EXERCISE BRIEF: Quote the listing below word for word, leaving out the pictures.

__________________________________________________

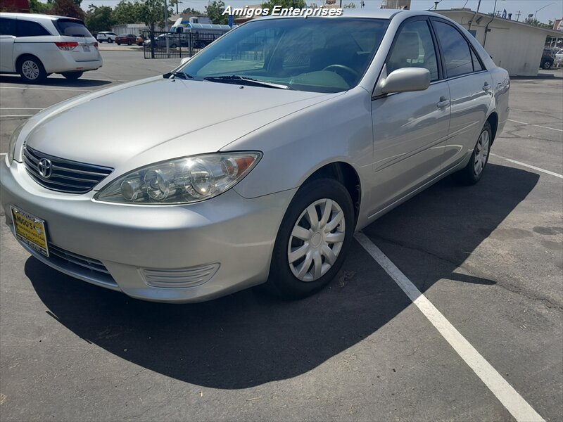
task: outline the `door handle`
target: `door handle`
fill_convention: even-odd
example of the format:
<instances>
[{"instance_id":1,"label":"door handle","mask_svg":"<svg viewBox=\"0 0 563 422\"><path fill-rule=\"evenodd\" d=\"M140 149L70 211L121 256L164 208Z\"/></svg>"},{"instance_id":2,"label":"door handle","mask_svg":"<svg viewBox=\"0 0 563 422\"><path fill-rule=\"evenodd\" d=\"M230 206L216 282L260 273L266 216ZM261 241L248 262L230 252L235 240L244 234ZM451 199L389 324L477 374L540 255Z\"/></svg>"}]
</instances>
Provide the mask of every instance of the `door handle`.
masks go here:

__________________________________________________

PROBLEM SOLUTION:
task: outline the `door handle`
target: `door handle`
fill_convention: even-odd
example of the format:
<instances>
[{"instance_id":1,"label":"door handle","mask_svg":"<svg viewBox=\"0 0 563 422\"><path fill-rule=\"evenodd\" d=\"M140 149L70 211L121 256L164 208Z\"/></svg>"},{"instance_id":2,"label":"door handle","mask_svg":"<svg viewBox=\"0 0 563 422\"><path fill-rule=\"evenodd\" d=\"M230 206L216 282L260 273L266 216ZM261 241L248 262L230 252L235 240L244 234ZM451 199L389 324L477 374L540 255Z\"/></svg>"}]
</instances>
Provide the mask of every instance of the `door handle`.
masks go here:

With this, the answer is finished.